Try it.
Please reproduce everything in the newsletter article on the precautionary principle from "Editor’s Note: There" down to "to EU policy.".

Passage shown.
++++++
International Environmental Law Committee - Newsletter Archive

Vol. 3, No. 2 - November 2000

 

Application of the Precautionary Principle in the European Union – What Will Change

Ursula Schliessner
Oppenheimer Wolff & Donnelly LLP
Brussels, Belgium

Editor’s Note: There have been a series of decisions taken by the Court of First Instance (the "CFI") and the European Court of Justice (the "ECJ") in the last two years interpreting the Precautionary Principle (the "PP"). Moreover, the European Commission (the "Commission"), the European Union’s ("EU") executive body, issued a policy paper at the beginning of 2000 on the same subject outlining its future day-to-day application of the PP. This article examines these recent developments and draws conclusions of their impact to EU policy.

Introduction
The PP is explicitly mentioned in the EC Treaty only once, in relation to the European Community ("Community") policy on the environment. (Although previously used, the PP was finally recognized as a principle of international environmental law with its incorporation as Principle 15 of the 1992 Rio Declaration, which reads: "In order to protect the environment, the precautionary approach should be widely applied by States according to their capabilities. Where there are threats of serious or irreversible damage, lack of full scientific certainty shall not be used as a reason for postponing cost-effective measures to prevent environmental degradation.") Article 174 (2) EC Treaty specifies that "Community policy on the environment shall aim at a high level of protection taking into account the diversity of situations in the various regions of the Community. It shall be based on the precautionary principle and on the principles that preventive action should be taken, that environmental damage should as a priority be rectified at source and that the polluter should pay." The PP is not defined in the EC Treaty. Over and above its application in environmental policy, the EU has more recently also introduced the PP into other areas of Community policy, namely those relating to human, animal and plant health. See, e.g., Commission White Paper on Food Safety (COM (1999) 719 (Final).
++++++
Information supplied.
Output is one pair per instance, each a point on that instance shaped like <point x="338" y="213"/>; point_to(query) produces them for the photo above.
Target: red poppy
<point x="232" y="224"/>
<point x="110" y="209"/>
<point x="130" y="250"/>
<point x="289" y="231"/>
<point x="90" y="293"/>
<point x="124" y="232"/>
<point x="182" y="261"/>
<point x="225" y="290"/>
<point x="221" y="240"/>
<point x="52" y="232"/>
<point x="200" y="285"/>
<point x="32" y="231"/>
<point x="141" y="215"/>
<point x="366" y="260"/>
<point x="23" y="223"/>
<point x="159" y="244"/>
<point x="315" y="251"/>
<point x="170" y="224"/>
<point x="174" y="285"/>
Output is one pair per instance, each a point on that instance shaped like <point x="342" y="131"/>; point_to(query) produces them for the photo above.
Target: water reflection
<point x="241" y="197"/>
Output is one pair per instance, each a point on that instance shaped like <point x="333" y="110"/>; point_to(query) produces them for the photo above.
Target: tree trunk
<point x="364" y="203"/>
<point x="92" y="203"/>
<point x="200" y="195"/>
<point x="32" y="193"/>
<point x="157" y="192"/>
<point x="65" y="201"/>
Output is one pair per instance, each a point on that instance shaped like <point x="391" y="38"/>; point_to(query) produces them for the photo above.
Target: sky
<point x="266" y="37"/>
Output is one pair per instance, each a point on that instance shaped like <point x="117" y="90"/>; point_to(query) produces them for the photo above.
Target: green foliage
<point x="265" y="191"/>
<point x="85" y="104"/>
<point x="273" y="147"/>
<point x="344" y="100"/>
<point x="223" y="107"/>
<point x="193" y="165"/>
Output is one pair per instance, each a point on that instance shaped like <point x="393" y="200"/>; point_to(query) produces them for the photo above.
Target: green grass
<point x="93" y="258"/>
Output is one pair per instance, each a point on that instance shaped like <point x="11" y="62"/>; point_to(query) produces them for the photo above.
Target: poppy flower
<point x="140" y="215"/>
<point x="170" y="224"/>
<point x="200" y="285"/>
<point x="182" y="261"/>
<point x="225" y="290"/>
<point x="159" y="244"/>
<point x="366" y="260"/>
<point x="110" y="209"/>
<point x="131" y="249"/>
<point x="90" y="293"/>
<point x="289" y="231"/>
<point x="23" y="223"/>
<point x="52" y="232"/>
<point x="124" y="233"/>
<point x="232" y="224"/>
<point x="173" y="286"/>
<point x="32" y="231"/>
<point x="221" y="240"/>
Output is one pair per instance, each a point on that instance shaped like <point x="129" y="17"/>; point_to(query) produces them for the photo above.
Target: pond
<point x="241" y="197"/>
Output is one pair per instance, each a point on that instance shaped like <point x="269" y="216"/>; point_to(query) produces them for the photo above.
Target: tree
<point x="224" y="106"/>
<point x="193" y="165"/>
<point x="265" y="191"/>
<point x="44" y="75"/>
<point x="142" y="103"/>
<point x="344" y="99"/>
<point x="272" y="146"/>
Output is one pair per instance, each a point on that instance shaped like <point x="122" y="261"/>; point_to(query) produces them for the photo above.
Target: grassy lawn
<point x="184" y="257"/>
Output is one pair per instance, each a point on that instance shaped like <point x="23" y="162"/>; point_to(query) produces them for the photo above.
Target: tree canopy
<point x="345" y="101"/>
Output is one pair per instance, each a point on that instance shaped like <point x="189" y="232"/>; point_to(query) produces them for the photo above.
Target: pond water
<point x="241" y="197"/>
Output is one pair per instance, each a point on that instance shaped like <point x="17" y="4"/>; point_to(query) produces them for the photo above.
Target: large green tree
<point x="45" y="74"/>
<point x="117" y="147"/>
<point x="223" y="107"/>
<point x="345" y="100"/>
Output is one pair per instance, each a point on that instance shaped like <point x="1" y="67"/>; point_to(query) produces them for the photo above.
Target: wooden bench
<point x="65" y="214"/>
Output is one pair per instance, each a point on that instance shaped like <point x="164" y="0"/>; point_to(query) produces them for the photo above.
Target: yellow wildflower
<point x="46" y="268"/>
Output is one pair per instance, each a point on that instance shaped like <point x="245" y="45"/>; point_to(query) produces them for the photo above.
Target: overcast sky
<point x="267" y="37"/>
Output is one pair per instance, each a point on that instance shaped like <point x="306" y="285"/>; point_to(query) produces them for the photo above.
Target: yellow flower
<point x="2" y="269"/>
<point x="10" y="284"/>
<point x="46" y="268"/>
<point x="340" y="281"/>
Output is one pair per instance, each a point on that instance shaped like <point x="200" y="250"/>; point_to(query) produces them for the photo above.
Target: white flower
++++++
Response area.
Editor’s Note: There have been a series of decisions taken by the Court of First Instance (the "CFI") and the European Court of Justice (the "ECJ") in the last two years interpreting the Precautionary Principle (the "PP"). Moreover, the European Commission (the "Commission"), the European Union’s ("EU") executive body, issued a policy paper at the beginning of 2000 on the same subject outlining its future day-to-day application of the PP. This article examines these recent developments and draws conclusions of their impact to EU policy.